Stored data
+--
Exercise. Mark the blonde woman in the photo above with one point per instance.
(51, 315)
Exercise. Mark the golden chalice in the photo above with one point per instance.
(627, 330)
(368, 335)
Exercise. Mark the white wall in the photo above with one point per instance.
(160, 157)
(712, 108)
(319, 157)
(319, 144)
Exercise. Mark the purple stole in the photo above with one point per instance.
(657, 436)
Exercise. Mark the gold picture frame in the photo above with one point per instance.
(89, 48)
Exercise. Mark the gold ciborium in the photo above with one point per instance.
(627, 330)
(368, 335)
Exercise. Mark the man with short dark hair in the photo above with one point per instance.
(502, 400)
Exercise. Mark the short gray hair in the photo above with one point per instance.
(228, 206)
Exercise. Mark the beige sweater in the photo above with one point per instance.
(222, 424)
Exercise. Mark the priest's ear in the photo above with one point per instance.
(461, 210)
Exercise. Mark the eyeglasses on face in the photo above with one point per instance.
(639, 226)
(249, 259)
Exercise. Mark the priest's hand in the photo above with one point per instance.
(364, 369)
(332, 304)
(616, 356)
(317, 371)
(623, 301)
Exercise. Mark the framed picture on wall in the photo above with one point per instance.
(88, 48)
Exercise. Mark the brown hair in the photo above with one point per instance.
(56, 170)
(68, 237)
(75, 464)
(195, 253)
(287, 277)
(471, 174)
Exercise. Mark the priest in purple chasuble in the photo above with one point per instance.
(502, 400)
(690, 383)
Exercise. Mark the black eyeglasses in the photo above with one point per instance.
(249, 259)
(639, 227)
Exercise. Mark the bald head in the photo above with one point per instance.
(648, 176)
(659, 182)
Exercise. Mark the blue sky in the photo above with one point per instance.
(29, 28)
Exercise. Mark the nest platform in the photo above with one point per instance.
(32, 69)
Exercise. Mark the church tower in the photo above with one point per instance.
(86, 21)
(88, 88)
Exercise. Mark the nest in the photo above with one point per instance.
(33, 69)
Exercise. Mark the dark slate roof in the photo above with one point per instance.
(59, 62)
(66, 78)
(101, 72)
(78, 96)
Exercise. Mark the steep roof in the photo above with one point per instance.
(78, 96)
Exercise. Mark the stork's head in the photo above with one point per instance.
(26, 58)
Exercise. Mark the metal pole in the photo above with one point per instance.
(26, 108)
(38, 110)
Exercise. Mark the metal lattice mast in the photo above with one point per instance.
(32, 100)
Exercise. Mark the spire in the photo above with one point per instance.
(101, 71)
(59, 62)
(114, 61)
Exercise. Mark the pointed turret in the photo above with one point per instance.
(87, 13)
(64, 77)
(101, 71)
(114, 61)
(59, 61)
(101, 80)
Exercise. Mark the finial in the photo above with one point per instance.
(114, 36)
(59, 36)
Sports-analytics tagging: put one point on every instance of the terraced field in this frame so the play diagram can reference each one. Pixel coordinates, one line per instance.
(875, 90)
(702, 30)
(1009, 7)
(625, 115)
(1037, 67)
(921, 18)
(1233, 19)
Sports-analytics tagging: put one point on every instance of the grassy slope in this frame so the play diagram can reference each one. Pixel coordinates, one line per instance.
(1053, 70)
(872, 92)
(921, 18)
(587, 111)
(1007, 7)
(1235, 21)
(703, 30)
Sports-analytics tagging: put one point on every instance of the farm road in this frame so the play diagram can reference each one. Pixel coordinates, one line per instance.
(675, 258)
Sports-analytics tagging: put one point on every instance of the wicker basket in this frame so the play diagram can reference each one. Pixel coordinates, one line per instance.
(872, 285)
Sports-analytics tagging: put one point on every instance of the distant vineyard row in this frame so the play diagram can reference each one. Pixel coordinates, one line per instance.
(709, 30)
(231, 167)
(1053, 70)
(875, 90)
+--
◆ Exercise goal
Each line above must be reproduced exactly as it stands.

◆ Answer in full
Exercise. Mark the blonde woman in the photo above with one point per instance.
(51, 315)
Exercise. Mark the golden chalice in the photo above with one point per instance.
(627, 330)
(368, 335)
Exercise. Mark the white wall in the photo above with one point per instance.
(160, 157)
(712, 108)
(319, 157)
(319, 144)
Exercise. Mark the purple stole in the photo above with one point per instance.
(657, 436)
Exercise. Mark the gold picture frame in the photo above with one point per instance.
(89, 48)
Exercise. Mark the gold ciborium in the photo above with one point per instance.
(627, 330)
(368, 335)
Exercise. Mark the man with short dark hair in the photo above with one point per instance.
(502, 400)
Exercise. Mark the short gray hair in the photo above with one point per instance.
(228, 206)
Exercise. Mark the beige sweater in the photo above with one point per instance.
(222, 424)
Exercise. Mark the priest's ear in the photo above with one point per instance.
(461, 210)
Exercise. Mark the eyeglasses on face in the photo above with one point per instance.
(639, 226)
(249, 259)
Exercise. Mark the priest's hand in the photo above with one point per instance.
(364, 369)
(332, 304)
(616, 356)
(317, 371)
(623, 301)
Exercise. Mark the framed picture on wall in the photo above with one point per instance.
(88, 48)
Exercise. Mark the brown hair in the photo above with one point per instance.
(56, 170)
(68, 237)
(75, 464)
(195, 253)
(287, 277)
(471, 174)
Exercise. Mark the priest in purple chasuble in the photo above with one point per instance.
(502, 400)
(690, 383)
Exercise. Mark the black eyeglasses in the photo above with one point per instance.
(249, 259)
(639, 227)
Exercise. Mark the bald head in the photo above with one point per instance.
(648, 176)
(659, 182)
Exercise. Mark the blue sky in the photo above with one point per instance.
(29, 28)
Exercise. Mark the nest platform in the photo above with one point per instance.
(32, 69)
Exercise. Mark the church tower in the photo above with one point per instance.
(86, 21)
(88, 88)
Exercise. Mark the nest in the photo above with one point per instance.
(33, 69)
Exercise. Mark the dark slate roof in the photo above with one point per instance.
(59, 62)
(66, 78)
(101, 72)
(78, 96)
Exercise. Mark the steep roof in the photo above with one point per instance.
(78, 96)
Exercise. Mark the stork's head in the photo above with one point per instance.
(26, 58)
Exercise. Mark the metal pole in the photo above with one point per instance.
(26, 108)
(38, 110)
Exercise. Mark the metal lattice mast in the photo above with one point per instance.
(32, 100)
Exercise. Mark the spire in the photo above with one point per instance.
(101, 71)
(59, 62)
(114, 61)
Exercise. Mark the pointed turret in the photo above with one point per instance.
(87, 13)
(64, 77)
(101, 71)
(114, 61)
(59, 61)
(101, 80)
Exercise. Mark the finial in the photo above with one point per instance.
(114, 36)
(59, 36)
Sports-analytics tagging: put one point on every instance of the terraced field in this frame so the play diagram can reference each one. Pixel coordinates, one line per instance.
(875, 90)
(702, 30)
(1009, 7)
(625, 115)
(1037, 67)
(921, 18)
(1233, 19)
Sports-analytics tagging: put one point on every instance of the grassy slope in this frame so the play diagram can reference each one. Pixel coordinates, one line per instance.
(1053, 70)
(872, 92)
(921, 18)
(587, 111)
(1007, 7)
(1235, 21)
(703, 30)
Sports-analytics tagging: put one point on every instance of the farm road in this frame so the play diagram can reference each one. Pixel coordinates, one line per instance.
(675, 258)
Sports-analytics tagging: put one point on every instance of the wicker basket in this frame so the play diagram can reference each one. Pixel coordinates, one line per instance.
(872, 285)
Sports-analytics tagging: put one point on every instance of the distant vineyard row in this frame so the play diagram can reference each one. Pixel coordinates, one line per instance.
(709, 30)
(231, 167)
(1053, 70)
(875, 90)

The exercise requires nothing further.